- EXERCISE DESCRIPTION:
Could you report every line from the entries that includes the word "below"?

- RECORDS FOR THE TASK:
--- START ---

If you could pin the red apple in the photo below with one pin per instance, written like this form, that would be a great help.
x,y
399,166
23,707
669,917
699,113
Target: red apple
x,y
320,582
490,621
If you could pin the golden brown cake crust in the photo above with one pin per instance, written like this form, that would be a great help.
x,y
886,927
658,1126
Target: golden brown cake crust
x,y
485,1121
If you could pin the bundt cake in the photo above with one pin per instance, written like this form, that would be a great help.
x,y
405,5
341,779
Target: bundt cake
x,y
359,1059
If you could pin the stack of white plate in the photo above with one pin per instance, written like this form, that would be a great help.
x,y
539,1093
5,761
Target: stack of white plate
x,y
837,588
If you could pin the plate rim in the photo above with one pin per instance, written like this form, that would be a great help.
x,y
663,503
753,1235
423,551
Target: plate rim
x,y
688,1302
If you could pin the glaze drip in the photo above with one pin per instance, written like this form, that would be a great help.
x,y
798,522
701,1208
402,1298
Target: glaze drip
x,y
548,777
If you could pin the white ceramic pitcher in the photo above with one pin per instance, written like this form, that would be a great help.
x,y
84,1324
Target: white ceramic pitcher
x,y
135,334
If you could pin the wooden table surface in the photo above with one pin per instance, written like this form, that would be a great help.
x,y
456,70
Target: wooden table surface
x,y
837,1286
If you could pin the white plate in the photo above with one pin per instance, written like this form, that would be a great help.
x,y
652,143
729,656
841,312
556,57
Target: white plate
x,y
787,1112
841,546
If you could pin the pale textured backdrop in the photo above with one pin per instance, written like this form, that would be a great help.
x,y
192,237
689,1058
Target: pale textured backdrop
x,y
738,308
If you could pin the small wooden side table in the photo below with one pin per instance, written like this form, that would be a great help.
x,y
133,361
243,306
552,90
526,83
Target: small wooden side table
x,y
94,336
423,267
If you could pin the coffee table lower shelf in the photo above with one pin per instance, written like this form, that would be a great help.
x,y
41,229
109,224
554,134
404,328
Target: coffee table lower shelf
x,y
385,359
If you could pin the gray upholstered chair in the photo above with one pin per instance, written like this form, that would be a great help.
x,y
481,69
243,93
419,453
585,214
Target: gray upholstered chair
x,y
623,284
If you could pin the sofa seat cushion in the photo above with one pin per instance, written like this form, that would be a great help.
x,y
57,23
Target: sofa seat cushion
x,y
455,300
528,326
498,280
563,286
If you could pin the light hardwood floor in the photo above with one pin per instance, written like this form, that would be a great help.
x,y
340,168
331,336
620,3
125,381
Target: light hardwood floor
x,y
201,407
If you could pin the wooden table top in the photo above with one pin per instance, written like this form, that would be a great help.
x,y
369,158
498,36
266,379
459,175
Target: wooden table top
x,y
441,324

--- END ---

- EXERCISE OUTPUT:
If you could pin the red apple in the photo below with one pin per instance, written like this form, that would be a great help.
If you could pin the small wooden side table in the photo below with one pin per instance, written like this form, that would be a great help.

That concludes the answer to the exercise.